WHAT THIS TASK INVOLVES: The line containing "Target: basket mesh hole" opens the span to copy, and the last line of the records below closes it. Write out that span exactly.

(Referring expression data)
····················
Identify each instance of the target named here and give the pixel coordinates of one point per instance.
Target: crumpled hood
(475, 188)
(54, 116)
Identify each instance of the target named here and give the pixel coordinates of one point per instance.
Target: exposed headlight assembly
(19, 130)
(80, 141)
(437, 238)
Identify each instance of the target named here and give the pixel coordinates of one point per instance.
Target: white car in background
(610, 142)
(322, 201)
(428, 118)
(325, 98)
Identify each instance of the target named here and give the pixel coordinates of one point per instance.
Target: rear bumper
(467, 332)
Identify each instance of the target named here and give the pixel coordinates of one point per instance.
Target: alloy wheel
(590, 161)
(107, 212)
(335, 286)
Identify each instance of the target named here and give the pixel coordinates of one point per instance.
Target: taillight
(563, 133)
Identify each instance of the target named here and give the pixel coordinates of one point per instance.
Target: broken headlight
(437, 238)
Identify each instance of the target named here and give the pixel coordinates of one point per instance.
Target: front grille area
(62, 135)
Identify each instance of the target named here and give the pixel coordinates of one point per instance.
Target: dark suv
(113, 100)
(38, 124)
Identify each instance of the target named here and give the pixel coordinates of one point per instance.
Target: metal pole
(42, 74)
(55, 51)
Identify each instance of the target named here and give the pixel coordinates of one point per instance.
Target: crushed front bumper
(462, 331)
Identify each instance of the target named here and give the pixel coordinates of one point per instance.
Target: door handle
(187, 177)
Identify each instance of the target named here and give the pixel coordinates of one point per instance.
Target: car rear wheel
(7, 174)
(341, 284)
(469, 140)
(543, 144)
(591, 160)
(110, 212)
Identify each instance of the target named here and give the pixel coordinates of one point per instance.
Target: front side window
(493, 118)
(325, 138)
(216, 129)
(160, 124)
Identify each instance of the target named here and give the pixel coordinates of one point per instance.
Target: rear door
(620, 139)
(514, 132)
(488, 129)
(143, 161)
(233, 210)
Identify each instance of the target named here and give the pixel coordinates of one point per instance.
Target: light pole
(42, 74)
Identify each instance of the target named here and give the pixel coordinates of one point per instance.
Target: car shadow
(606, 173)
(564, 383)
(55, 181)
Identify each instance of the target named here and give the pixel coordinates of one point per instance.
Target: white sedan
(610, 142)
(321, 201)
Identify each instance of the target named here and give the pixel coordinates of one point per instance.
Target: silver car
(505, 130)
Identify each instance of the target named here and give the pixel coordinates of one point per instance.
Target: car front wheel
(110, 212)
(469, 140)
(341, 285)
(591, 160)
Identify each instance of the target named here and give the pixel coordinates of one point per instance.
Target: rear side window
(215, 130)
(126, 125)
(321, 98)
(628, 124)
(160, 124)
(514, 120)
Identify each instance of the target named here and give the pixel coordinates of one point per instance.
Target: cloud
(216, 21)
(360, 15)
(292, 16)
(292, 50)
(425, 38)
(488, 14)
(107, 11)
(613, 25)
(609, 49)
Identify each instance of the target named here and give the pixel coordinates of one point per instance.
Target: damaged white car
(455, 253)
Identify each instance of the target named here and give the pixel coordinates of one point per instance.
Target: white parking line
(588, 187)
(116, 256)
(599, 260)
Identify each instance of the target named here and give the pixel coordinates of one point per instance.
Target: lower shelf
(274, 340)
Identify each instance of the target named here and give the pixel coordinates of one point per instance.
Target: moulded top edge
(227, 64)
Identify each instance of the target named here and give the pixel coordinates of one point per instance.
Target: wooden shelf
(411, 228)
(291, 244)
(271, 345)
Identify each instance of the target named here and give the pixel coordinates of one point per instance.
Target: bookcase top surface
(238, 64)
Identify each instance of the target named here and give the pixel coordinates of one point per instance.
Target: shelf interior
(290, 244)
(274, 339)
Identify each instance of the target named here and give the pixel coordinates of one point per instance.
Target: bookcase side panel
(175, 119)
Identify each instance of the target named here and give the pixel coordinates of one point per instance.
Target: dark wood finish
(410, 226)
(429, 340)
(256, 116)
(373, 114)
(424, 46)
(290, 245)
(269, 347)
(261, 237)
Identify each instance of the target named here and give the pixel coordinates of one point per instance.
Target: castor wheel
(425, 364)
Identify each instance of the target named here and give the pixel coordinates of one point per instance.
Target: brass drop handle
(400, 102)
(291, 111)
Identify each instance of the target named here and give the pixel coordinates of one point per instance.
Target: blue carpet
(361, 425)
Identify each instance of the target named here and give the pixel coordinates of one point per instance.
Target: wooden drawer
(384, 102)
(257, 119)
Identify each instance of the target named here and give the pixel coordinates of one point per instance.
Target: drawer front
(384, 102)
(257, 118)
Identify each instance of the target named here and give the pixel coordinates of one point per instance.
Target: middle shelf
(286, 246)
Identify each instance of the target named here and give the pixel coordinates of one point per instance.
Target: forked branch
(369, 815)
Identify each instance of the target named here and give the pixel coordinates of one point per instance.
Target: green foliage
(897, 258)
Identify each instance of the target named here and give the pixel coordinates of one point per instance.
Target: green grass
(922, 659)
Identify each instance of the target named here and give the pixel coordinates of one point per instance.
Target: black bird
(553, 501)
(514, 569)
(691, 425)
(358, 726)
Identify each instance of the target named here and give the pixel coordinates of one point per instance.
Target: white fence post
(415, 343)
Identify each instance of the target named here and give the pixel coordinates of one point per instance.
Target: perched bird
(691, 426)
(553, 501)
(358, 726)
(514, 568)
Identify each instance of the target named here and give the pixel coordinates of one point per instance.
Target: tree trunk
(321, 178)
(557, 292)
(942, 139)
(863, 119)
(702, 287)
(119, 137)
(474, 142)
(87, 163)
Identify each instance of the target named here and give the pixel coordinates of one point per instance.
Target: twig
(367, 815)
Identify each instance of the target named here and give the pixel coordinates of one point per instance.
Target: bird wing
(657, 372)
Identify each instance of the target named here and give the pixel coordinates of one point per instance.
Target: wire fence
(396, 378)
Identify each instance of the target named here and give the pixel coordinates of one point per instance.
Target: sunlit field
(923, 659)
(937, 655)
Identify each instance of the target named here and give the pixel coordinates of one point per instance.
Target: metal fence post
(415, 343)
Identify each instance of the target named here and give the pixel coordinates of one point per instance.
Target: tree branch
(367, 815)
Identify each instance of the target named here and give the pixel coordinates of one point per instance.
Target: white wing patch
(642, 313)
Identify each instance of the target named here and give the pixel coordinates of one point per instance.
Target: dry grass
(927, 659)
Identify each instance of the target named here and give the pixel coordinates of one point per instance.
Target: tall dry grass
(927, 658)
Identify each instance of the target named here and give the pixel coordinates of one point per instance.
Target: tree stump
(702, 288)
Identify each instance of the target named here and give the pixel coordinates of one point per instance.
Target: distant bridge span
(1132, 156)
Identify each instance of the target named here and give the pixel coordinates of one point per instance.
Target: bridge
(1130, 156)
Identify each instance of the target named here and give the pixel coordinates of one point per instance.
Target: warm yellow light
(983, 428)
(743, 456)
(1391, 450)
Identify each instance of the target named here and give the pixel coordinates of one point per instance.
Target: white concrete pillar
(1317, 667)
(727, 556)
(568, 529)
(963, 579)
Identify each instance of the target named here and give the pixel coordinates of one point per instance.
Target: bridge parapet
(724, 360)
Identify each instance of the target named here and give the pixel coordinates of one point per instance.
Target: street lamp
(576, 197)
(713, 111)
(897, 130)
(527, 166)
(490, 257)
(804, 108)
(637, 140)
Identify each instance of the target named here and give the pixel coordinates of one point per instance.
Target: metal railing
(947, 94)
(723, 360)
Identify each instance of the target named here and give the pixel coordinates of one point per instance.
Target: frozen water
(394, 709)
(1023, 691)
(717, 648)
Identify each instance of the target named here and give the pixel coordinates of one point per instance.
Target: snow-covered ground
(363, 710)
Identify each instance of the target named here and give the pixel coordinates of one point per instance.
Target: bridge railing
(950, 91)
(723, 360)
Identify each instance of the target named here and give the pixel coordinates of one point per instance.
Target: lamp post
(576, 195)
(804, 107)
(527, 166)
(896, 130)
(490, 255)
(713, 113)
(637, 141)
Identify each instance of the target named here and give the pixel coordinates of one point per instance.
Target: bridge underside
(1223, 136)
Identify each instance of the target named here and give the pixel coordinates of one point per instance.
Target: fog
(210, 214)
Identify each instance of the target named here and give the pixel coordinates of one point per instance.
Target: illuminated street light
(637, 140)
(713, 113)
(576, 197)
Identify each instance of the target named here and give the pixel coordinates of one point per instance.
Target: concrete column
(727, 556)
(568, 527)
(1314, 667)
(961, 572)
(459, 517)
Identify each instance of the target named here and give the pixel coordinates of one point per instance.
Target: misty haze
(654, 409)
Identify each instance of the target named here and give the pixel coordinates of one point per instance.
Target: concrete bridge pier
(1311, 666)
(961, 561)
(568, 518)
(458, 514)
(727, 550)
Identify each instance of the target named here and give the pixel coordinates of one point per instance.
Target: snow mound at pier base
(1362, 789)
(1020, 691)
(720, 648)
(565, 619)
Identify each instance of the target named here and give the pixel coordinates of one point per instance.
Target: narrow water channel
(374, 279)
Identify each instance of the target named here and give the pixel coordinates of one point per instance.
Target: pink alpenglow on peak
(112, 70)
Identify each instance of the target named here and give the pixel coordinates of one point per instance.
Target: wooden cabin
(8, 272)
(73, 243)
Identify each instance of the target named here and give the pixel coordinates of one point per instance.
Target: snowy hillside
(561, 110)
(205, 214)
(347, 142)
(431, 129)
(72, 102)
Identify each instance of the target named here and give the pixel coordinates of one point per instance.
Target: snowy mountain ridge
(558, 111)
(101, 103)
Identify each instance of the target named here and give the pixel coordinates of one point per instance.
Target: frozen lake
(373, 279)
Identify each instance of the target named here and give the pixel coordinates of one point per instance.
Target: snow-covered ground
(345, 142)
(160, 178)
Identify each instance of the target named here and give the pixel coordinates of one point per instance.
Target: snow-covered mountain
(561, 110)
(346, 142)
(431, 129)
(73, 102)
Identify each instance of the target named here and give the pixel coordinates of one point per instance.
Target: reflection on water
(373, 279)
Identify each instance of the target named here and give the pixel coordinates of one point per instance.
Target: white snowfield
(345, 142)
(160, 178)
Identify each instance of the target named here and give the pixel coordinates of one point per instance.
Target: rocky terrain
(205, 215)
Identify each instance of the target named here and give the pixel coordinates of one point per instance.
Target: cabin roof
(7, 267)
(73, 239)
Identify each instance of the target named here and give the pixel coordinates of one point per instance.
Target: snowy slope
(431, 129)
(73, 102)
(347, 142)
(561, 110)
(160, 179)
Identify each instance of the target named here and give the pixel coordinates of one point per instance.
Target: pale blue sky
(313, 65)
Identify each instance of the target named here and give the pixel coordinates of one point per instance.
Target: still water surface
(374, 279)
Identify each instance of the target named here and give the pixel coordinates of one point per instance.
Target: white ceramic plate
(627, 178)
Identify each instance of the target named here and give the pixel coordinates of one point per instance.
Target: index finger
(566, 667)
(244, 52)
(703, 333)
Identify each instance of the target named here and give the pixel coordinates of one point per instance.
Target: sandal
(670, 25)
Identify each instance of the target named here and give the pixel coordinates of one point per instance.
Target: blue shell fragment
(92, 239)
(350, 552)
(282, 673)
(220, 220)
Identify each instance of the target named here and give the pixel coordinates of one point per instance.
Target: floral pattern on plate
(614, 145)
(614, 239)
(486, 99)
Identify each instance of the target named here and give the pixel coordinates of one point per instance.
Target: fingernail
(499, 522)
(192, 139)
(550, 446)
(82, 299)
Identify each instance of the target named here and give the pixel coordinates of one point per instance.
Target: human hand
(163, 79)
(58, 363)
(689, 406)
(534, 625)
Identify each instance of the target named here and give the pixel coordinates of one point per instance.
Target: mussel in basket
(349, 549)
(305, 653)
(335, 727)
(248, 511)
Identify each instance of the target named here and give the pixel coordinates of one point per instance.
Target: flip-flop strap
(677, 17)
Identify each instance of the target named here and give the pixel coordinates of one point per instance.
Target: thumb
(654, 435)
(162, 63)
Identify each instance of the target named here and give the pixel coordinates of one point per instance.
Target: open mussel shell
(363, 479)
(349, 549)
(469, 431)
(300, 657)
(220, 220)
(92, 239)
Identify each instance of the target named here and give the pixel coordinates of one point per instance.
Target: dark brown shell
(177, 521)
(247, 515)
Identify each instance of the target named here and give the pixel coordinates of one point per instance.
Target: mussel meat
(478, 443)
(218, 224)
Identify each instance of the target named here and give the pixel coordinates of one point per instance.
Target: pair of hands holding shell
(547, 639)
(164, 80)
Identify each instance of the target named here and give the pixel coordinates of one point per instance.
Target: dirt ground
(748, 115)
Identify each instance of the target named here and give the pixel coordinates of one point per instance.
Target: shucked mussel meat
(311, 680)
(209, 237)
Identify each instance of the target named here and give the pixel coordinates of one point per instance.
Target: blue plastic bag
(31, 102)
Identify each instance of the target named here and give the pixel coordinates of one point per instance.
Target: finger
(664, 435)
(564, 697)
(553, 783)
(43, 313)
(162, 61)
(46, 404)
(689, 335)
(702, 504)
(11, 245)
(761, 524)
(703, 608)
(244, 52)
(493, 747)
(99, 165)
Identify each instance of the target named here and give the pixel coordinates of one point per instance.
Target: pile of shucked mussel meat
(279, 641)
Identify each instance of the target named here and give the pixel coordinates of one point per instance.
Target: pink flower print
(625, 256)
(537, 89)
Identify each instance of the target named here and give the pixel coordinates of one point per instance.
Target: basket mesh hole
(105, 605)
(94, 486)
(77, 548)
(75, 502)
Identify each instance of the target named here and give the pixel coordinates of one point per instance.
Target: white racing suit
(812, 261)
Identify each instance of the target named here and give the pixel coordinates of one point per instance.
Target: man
····················
SOLUTION FOR THIS TASK:
Target: basket mesh hole
(105, 605)
(94, 486)
(77, 548)
(75, 502)
Identify each instance of the target named here and give the pixel coordinates of one point per instance.
Target: white racing suit
(812, 261)
Identify each instance of the target named here and give the pixel coordinates of one point per instance.
Target: man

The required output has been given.